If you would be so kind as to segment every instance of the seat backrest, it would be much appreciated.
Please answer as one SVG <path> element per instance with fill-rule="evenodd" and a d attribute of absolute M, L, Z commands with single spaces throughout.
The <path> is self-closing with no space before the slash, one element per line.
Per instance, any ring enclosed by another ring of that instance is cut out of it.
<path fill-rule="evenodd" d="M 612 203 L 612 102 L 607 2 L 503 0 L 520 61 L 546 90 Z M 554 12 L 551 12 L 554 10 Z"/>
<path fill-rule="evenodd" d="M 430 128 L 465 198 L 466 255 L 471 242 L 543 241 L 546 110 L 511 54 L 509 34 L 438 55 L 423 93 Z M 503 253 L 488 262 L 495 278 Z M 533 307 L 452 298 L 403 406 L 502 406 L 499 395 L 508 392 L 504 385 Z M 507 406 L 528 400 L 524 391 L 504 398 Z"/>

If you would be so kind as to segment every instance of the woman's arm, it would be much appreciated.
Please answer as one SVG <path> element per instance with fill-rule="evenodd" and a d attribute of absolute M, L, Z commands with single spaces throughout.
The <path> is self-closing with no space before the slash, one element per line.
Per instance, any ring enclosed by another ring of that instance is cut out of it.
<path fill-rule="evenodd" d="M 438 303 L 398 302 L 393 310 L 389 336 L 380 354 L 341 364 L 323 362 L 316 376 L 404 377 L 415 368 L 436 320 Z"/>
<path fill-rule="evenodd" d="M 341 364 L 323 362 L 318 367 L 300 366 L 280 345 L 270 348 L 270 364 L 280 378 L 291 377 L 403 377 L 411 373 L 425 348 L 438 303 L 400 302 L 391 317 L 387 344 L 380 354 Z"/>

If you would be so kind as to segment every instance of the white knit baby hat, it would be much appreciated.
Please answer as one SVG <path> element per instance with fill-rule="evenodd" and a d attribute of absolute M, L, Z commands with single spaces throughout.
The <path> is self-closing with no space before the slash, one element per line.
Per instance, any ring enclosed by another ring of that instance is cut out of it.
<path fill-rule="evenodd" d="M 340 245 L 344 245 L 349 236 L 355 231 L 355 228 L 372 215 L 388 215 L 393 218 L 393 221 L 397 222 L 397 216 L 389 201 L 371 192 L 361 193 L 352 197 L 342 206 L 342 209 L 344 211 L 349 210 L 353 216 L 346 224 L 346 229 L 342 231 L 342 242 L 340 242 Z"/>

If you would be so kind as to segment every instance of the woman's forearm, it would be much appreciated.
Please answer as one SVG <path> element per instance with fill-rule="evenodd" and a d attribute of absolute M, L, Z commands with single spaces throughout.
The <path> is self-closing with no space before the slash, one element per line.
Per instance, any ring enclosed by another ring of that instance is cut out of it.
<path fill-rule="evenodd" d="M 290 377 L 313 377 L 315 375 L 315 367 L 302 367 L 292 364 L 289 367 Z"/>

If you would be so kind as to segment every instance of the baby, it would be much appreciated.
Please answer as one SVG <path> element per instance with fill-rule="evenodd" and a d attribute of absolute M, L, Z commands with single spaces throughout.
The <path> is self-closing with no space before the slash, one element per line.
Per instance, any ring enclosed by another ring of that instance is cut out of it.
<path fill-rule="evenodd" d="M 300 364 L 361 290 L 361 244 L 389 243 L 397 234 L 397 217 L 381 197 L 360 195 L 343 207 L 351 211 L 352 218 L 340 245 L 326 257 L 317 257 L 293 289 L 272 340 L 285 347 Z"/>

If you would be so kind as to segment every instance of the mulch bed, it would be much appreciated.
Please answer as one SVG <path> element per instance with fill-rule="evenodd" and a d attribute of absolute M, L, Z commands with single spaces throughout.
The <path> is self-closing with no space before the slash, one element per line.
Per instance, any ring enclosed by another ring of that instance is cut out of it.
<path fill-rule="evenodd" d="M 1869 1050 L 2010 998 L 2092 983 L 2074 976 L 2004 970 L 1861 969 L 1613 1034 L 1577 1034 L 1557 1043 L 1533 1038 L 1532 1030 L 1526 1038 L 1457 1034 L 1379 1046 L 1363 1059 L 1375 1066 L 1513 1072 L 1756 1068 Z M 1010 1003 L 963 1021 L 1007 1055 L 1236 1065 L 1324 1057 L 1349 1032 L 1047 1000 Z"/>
##############################
* _What the exercise asks_
Line by line, repeat the material precisely.

* _Written answer_
If you would be so kind as to segment every instance of the seat backrest, it would be much appreciated.
Please answer as one SVG <path> element per instance with fill-rule="evenodd" and a d attribute of absolute M, L, Z commands with single spaces throughout.
The <path> is self-closing with no space before the slash, one element per line.
Per instance, any ring enclosed by another ring of that instance is cut out of it.
<path fill-rule="evenodd" d="M 612 203 L 612 102 L 607 2 L 503 0 L 520 61 L 546 90 Z M 554 12 L 551 12 L 554 10 Z"/>
<path fill-rule="evenodd" d="M 430 128 L 465 198 L 466 255 L 471 242 L 543 241 L 546 110 L 511 54 L 509 34 L 438 55 L 423 93 Z M 503 253 L 488 262 L 495 278 Z M 533 307 L 452 298 L 403 406 L 502 406 L 499 395 L 508 392 L 504 385 Z M 507 406 L 528 400 L 524 391 L 504 398 Z"/>

If you would be so kind as to segment every instance of the woman's arm, it would be much appreciated.
Please answer as one SVG <path> element per instance with fill-rule="evenodd" and a d attribute of absolute M, L, Z commands with single spaces throughout.
The <path> is self-closing with no space before the slash, one element per line.
Per instance, any ring enclosed by another ring of that instance is cut out of it.
<path fill-rule="evenodd" d="M 438 303 L 398 302 L 393 310 L 389 336 L 380 354 L 341 364 L 323 362 L 316 376 L 404 377 L 415 368 L 436 320 Z"/>
<path fill-rule="evenodd" d="M 341 364 L 323 362 L 318 367 L 300 366 L 280 345 L 270 348 L 270 364 L 280 378 L 291 377 L 403 377 L 411 373 L 425 348 L 438 303 L 400 302 L 391 317 L 387 344 L 380 354 Z"/>

If you would be so kind as to segment every instance of the white knit baby hat, it would be much appreciated.
Please answer as one SVG <path> element per instance with fill-rule="evenodd" and a d attribute of absolute M, L, Z commands with single spaces throughout.
The <path> is self-closing with no space before the slash, one element per line.
Per instance, any ring enclosed by another ring of that instance is cut out of it.
<path fill-rule="evenodd" d="M 340 245 L 344 245 L 349 236 L 355 231 L 355 228 L 372 215 L 388 215 L 393 218 L 393 221 L 397 222 L 397 216 L 389 201 L 371 192 L 361 193 L 352 197 L 342 206 L 342 209 L 344 211 L 349 210 L 353 216 L 346 224 L 346 229 L 342 231 L 342 242 L 340 242 Z"/>

If you would be so kind as to segment every instance of the woman's forearm, it would be much appreciated.
Please answer as one SVG <path> element per instance with fill-rule="evenodd" and a d attribute of absolute M, L, Z commands with single spaces throughout.
The <path> is self-closing with no space before the slash, one element per line.
Per instance, any ring enclosed by another ring of that instance is cut out of it.
<path fill-rule="evenodd" d="M 290 377 L 313 377 L 315 375 L 315 367 L 302 367 L 292 364 L 289 367 Z"/>

If you would be so kind as to segment every instance of the baby, it would be much appreciated.
Please answer as one SVG <path> element per instance with fill-rule="evenodd" and a d attribute of absolute M, L, Z commands with single spaces throughout.
The <path> is self-closing with no space before the slash, one element per line.
Per instance, any ring enclosed by another ring of that instance is cut out of it.
<path fill-rule="evenodd" d="M 300 364 L 361 290 L 361 244 L 389 243 L 397 234 L 397 217 L 381 197 L 360 195 L 343 207 L 351 211 L 352 218 L 340 245 L 326 257 L 317 257 L 293 289 L 272 340 L 285 347 Z"/>

If you would be so kind as to segment every instance of the mulch bed, it would be much appreciated.
Please answer as one SVG <path> element per instance with fill-rule="evenodd" and a d attribute of absolute M, L, Z commands with single spaces throughout.
The <path> is self-closing with no space before the slash, one element per line.
Per instance, any ring enclosed by another ring of that instance is cut out of it.
<path fill-rule="evenodd" d="M 1869 1050 L 2010 998 L 2092 983 L 2074 976 L 2004 970 L 1861 969 L 1613 1034 L 1577 1034 L 1557 1043 L 1533 1038 L 1532 1030 L 1526 1038 L 1457 1034 L 1379 1046 L 1363 1059 L 1375 1066 L 1513 1072 L 1756 1068 Z M 1010 1003 L 963 1021 L 1007 1055 L 1236 1065 L 1324 1057 L 1349 1032 L 1047 1000 Z"/>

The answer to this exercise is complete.